__Статья__.
+++++

Некоторые биографы считали обстоятельства боя под Кржешовом и его последствия, назовем так, «первым сигналом», вызвавшим неприязнь к режиму и посеявшим сомнения в его справедливости в сознании подпоручика л-г. Семеновского полка Тухачевского. «…Под Кржешовом – первое дело, где выявилась безоглядная храбрость Тухачевского, – писал в своем очерке, ему посвященном, Р.Б. Гуль. – Кржешов приказано было взять. Фронтальный бой семеновцев с австрийцами был горяч, упорен, безрезультатен. Командир приказал второму батальону, в шестой роте которого был Тухачевский, идти в обход австрийскому флангу. Батальон обход сделал быстро, незаметно, глубоко и в решительный момент боя неожиданно появился во фланге австрийцев. Австрийцы смялись, кинулись в отступление, стараясь только взорвать мосты через Сан. Но один из деревянных, приготовленных к взрыву мостов стал «лодийским мостом»169 Михаила Тухачевского. С 6-й ротой Тухачевский бросился на горящий мост; по горящему мосту пробежала пехота, преследуя смявшихся австрийцев, и пошла в атаку на том берегу. Были взяты пленные и трофеи. В бригаде, в дивизии, в корпусе оценили дело под Кржешовым. О юном подпоручике заговорили однополчане. Но первое дело не только не удовлетворило, а озлобило Тухачевского. Командир полка вызвал капитана Веселаго170 и подпоручика Тухачевского, пожимая руки, сообщил, что представляет к наградам: командира роты к Георгиевскому кресту, младшего офицера к Владимиру 4 степени с мечами. Безусый, молчаливый, красивый подпоручик не понравился командиру. Тухачевский счел себя явно обойденным. Захват горящего моста приписывал только себе и этого не скрыл на отдыхе за обедом в офицерском собрании»171. Именно Гуль сделал из данного события многозначное умозаключение: «Очень может быть, что даже дорого обошелся старой России этот Владимир с мечами. Он стал первым недовольством Тухачевского старой армией, замершей в иерархии и бюрократизме, не оценивающей «гениальных способностей» будущего красного Бонапарта»172.

+++++

__Исходные данные__.
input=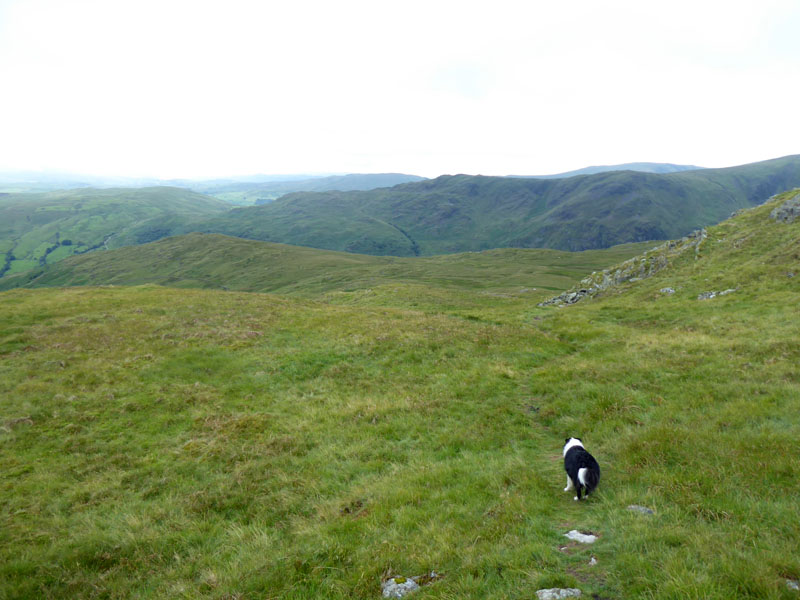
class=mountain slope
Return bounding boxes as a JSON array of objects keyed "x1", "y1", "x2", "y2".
[
  {"x1": 190, "y1": 173, "x2": 425, "y2": 205},
  {"x1": 0, "y1": 192, "x2": 800, "y2": 600},
  {"x1": 189, "y1": 156, "x2": 800, "y2": 256},
  {"x1": 0, "y1": 233, "x2": 643, "y2": 298},
  {"x1": 0, "y1": 187, "x2": 230, "y2": 276},
  {"x1": 531, "y1": 162, "x2": 703, "y2": 179}
]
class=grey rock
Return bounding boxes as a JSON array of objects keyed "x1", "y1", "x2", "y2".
[
  {"x1": 769, "y1": 193, "x2": 800, "y2": 223},
  {"x1": 697, "y1": 288, "x2": 739, "y2": 300},
  {"x1": 539, "y1": 229, "x2": 707, "y2": 306},
  {"x1": 628, "y1": 504, "x2": 655, "y2": 515},
  {"x1": 381, "y1": 576, "x2": 419, "y2": 598},
  {"x1": 564, "y1": 529, "x2": 597, "y2": 544},
  {"x1": 536, "y1": 588, "x2": 581, "y2": 600}
]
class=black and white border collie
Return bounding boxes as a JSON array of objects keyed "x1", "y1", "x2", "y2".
[{"x1": 564, "y1": 438, "x2": 600, "y2": 500}]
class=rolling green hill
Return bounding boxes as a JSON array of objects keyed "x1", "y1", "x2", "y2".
[
  {"x1": 0, "y1": 187, "x2": 230, "y2": 277},
  {"x1": 191, "y1": 156, "x2": 800, "y2": 256},
  {"x1": 517, "y1": 162, "x2": 703, "y2": 179},
  {"x1": 0, "y1": 192, "x2": 800, "y2": 600},
  {"x1": 0, "y1": 233, "x2": 648, "y2": 308},
  {"x1": 191, "y1": 173, "x2": 425, "y2": 205}
]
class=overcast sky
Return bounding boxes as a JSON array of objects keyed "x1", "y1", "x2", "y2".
[{"x1": 0, "y1": 0, "x2": 800, "y2": 177}]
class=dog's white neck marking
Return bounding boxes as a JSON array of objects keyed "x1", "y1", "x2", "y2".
[{"x1": 564, "y1": 438, "x2": 583, "y2": 456}]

+++++

__Ваши задания__.
A. Назовите все характеристики фронтального боя семеновцев с австрийцами, которые приводит статья о бое под Кржешовом.
B. Продолжите статью о бое под Кржешовом, начав сразу после ее последнего предложения.

__Ответы по заданиям__.
A. Фронтальный бой семеновцев с австрийцами был горяч, упорен и безрезультатен.

B.
Совершенно очевидно, что одним из главных источников сведений об этом событии из биографии Тухачевского, полученных Р.Б. Гулем, был князь Ф.Н. Касаткин-Ростовский. Процитирую его собственное описание этого боя.

 

«Первый раз заговорили о Тухачевском, – вспоминал князь, – при взятии нами города Кржешова. Второй батальон, в 6-й роте которого находился Тухачевский, сделав большой обход, неожиданно появился с правого фланга австрийцев, ведших с остальными нашими батальонами фронтальный бой, и принудил их поспешно отступить. Обход был сделан так глубоко и незаметно, что австрийцы растерялись и так поспешно отошли на другой берег реки Сан, что не успели взорвать приготовленный к взрыву деревянный высоководный мост через реку. По этому горящему мосту, преследуя убегающего неприятеля, вбежала на другой берег 6-я рота со своим ротным командиром капитаном Веселаго и Тухачевским. Мост затушили, перерезали провода, подошли другие роты, переправа была закреплена, причем были взяты трофеи и пленные. За этот бой командир роты капитан Веселаго получил Георгиевский крест, Тухачевский – Владимира 4 степени с мечами, чем явно был недоволен, считая, что Георгия заслужил он. С этих пор о Тухачевском начали говорить и интересоваться им»173.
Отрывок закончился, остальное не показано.